◆ AIM OF THE EXERCISE ◆
Retype all of the records below character for character, without changing anything.
---*---
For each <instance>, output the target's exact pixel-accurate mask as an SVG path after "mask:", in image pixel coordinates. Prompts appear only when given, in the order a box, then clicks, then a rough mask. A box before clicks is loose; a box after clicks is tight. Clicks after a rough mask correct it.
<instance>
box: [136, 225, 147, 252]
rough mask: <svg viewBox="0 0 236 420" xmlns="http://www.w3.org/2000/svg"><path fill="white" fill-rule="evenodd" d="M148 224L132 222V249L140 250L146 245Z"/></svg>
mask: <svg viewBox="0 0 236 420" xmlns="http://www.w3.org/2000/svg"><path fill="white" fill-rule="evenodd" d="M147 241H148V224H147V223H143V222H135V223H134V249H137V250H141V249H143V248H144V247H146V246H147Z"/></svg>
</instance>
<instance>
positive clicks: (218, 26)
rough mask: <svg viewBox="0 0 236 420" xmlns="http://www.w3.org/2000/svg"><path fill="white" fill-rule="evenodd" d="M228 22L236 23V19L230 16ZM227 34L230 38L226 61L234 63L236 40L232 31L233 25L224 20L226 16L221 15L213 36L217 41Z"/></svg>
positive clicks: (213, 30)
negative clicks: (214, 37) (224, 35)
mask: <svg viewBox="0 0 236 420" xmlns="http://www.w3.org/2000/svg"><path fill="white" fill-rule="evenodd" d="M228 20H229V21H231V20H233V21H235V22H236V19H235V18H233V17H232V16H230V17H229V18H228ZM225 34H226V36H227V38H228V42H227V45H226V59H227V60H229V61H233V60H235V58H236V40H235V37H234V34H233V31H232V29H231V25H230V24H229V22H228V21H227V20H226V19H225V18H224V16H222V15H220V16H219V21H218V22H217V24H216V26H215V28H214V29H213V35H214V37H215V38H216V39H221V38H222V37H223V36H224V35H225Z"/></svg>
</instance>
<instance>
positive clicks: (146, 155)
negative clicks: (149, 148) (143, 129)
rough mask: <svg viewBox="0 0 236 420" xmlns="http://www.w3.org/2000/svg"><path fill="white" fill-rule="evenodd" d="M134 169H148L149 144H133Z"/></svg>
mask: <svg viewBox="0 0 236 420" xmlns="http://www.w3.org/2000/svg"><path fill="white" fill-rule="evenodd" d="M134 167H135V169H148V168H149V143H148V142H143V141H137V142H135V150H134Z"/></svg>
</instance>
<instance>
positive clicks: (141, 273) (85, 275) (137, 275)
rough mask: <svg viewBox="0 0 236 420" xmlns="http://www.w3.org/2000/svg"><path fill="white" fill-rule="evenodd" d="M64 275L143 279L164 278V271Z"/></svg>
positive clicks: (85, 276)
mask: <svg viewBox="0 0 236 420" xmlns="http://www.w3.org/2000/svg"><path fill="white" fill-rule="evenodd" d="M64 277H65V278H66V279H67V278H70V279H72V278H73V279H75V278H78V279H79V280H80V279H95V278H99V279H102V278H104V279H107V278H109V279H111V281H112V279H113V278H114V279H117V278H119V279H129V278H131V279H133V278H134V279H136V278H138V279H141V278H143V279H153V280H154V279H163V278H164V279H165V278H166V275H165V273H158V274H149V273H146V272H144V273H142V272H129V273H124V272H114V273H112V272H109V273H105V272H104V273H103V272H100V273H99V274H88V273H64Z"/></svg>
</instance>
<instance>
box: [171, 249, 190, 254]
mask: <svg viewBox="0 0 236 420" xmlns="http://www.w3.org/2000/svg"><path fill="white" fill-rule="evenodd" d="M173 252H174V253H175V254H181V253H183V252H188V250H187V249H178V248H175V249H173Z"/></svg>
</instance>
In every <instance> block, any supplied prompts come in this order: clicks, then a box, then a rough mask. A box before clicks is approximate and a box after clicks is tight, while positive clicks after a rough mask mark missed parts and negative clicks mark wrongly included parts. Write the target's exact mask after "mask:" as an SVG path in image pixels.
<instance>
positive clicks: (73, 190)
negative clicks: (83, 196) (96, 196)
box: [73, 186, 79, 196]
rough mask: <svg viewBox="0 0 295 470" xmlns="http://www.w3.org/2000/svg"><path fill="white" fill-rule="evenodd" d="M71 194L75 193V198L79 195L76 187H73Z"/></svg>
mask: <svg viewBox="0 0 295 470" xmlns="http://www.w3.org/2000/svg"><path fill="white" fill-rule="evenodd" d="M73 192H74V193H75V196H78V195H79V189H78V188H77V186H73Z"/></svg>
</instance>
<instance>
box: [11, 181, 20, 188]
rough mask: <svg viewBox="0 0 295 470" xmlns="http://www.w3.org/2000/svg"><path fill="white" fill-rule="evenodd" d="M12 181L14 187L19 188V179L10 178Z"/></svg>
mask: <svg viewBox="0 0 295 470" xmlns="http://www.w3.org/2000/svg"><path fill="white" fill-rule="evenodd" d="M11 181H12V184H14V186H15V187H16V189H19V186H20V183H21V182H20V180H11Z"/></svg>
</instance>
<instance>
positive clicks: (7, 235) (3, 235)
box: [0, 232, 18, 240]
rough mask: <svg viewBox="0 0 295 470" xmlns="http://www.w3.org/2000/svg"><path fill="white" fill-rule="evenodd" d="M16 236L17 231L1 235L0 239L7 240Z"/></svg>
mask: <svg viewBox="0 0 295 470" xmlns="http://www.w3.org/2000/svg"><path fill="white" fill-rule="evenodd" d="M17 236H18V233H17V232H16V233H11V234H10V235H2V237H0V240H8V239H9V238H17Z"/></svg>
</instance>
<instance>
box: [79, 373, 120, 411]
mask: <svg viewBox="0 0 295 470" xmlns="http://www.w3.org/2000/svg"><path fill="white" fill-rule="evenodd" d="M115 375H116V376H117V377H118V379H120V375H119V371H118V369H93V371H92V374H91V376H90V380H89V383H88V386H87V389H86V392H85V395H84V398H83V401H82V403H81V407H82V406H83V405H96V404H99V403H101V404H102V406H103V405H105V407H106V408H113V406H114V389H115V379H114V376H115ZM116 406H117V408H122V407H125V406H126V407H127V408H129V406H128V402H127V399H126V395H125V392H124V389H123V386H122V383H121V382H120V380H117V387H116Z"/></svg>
---*---
◆ TASK RESPONSE ◆
For each <instance>, output the target's exact pixel-accurate mask as an SVG path after "mask:", in image pixel coordinates. Prompts appear only when given, in the order a box, then clicks, then a rough mask. A box before clicks is loose; a box after clicks is tight. Clicks after a rough mask correct it.
<instance>
box: [136, 225, 147, 252]
rough mask: <svg viewBox="0 0 236 420" xmlns="http://www.w3.org/2000/svg"><path fill="white" fill-rule="evenodd" d="M148 224L132 222V249L140 250L146 245Z"/></svg>
mask: <svg viewBox="0 0 236 420" xmlns="http://www.w3.org/2000/svg"><path fill="white" fill-rule="evenodd" d="M147 241H148V224H147V223H143V222H135V223H134V249H137V250H141V249H143V248H144V247H146V246H147Z"/></svg>
</instance>
<instance>
positive clicks: (218, 26)
rough mask: <svg viewBox="0 0 236 420" xmlns="http://www.w3.org/2000/svg"><path fill="white" fill-rule="evenodd" d="M228 22L236 23V19L230 16ZM227 34L230 38L226 61L234 63L236 40L232 31L233 25L224 20L226 16L221 15L213 36L217 41Z"/></svg>
positive clicks: (213, 30)
negative clicks: (214, 37) (224, 35)
mask: <svg viewBox="0 0 236 420" xmlns="http://www.w3.org/2000/svg"><path fill="white" fill-rule="evenodd" d="M228 20H229V21H231V20H233V21H235V22H236V19H235V18H233V17H232V16H230V17H229V18H228ZM225 34H226V36H227V38H228V42H227V45H226V59H227V60H229V61H233V60H235V58H236V40H235V37H234V34H233V31H232V29H231V25H230V24H229V22H228V21H227V20H226V19H225V18H224V16H222V15H220V16H219V21H218V22H217V24H216V26H215V28H214V29H213V35H214V37H215V38H216V39H221V38H222V37H223V36H224V35H225Z"/></svg>
</instance>
<instance>
positive clicks: (146, 155)
negative clicks: (149, 148) (143, 129)
rough mask: <svg viewBox="0 0 236 420" xmlns="http://www.w3.org/2000/svg"><path fill="white" fill-rule="evenodd" d="M134 169H148L149 144H133Z"/></svg>
mask: <svg viewBox="0 0 236 420" xmlns="http://www.w3.org/2000/svg"><path fill="white" fill-rule="evenodd" d="M134 167H135V169H148V168H149V143H148V142H143V141H137V142H135V150H134Z"/></svg>
</instance>
<instance>
positive clicks: (141, 273) (85, 275) (137, 275)
rough mask: <svg viewBox="0 0 236 420" xmlns="http://www.w3.org/2000/svg"><path fill="white" fill-rule="evenodd" d="M64 275L143 279L164 278V271Z"/></svg>
positive clicks: (85, 276)
mask: <svg viewBox="0 0 236 420" xmlns="http://www.w3.org/2000/svg"><path fill="white" fill-rule="evenodd" d="M64 277H65V278H66V279H67V278H70V279H72V278H73V279H75V278H78V279H79V280H80V279H95V278H99V279H102V278H104V279H107V278H109V279H111V281H112V279H113V278H114V279H117V278H119V279H129V278H131V279H133V278H134V279H136V278H138V279H141V278H143V279H153V280H154V279H163V278H164V279H165V278H166V275H165V273H158V274H149V273H146V272H144V273H142V272H129V273H124V272H114V273H112V272H109V273H105V272H104V273H103V272H100V273H99V274H88V273H64Z"/></svg>
</instance>
<instance>
box: [171, 249, 190, 254]
mask: <svg viewBox="0 0 236 420" xmlns="http://www.w3.org/2000/svg"><path fill="white" fill-rule="evenodd" d="M173 252H174V253H175V254H181V253H183V252H188V250H187V249H178V248H175V249H173Z"/></svg>
</instance>
In every <instance> block, any supplied prompts come in this order: clicks, then a box, then a rough mask. A box before clicks is approximate and a box after clicks is tight, while positive clicks after a rough mask mark missed parts and negative clicks mark wrongly included parts. Write the target's exact mask after "mask:" as an SVG path in image pixels.
<instance>
positive clicks: (73, 190)
negative clicks: (83, 196) (96, 196)
box: [73, 186, 79, 196]
rough mask: <svg viewBox="0 0 295 470" xmlns="http://www.w3.org/2000/svg"><path fill="white" fill-rule="evenodd" d="M71 194L75 193V198L79 195L76 187H73Z"/></svg>
mask: <svg viewBox="0 0 295 470" xmlns="http://www.w3.org/2000/svg"><path fill="white" fill-rule="evenodd" d="M73 192H74V193H75V196H78V195H79V189H78V188H77V186H73Z"/></svg>
</instance>
<instance>
box: [11, 181, 20, 188]
rough mask: <svg viewBox="0 0 295 470" xmlns="http://www.w3.org/2000/svg"><path fill="white" fill-rule="evenodd" d="M12 181L14 187L19 188V179L10 178Z"/></svg>
mask: <svg viewBox="0 0 295 470" xmlns="http://www.w3.org/2000/svg"><path fill="white" fill-rule="evenodd" d="M11 181H12V184H14V186H15V187H16V189H19V186H20V183H21V182H20V180H11Z"/></svg>
</instance>
<instance>
positive clicks: (7, 235) (3, 235)
box: [0, 232, 18, 240]
rough mask: <svg viewBox="0 0 295 470" xmlns="http://www.w3.org/2000/svg"><path fill="white" fill-rule="evenodd" d="M16 236L17 231L1 235L0 239L7 240Z"/></svg>
mask: <svg viewBox="0 0 295 470" xmlns="http://www.w3.org/2000/svg"><path fill="white" fill-rule="evenodd" d="M17 236H18V233H17V232H16V233H11V234H10V235H2V237H0V240H8V239H9V238H17Z"/></svg>
</instance>
<instance>
box: [79, 373, 120, 411]
mask: <svg viewBox="0 0 295 470" xmlns="http://www.w3.org/2000/svg"><path fill="white" fill-rule="evenodd" d="M115 375H116V376H117V377H118V379H120V375H119V371H118V369H93V371H92V374H91V376H90V380H89V383H88V386H87V389H86V392H85V395H84V398H83V401H82V403H81V407H82V406H83V405H96V404H99V403H101V404H102V406H103V405H105V407H106V408H113V406H114V389H115V379H114V376H115ZM116 406H117V408H122V407H125V406H126V407H127V408H129V406H128V402H127V399H126V395H125V392H124V389H123V386H122V383H121V382H120V380H117V387H116Z"/></svg>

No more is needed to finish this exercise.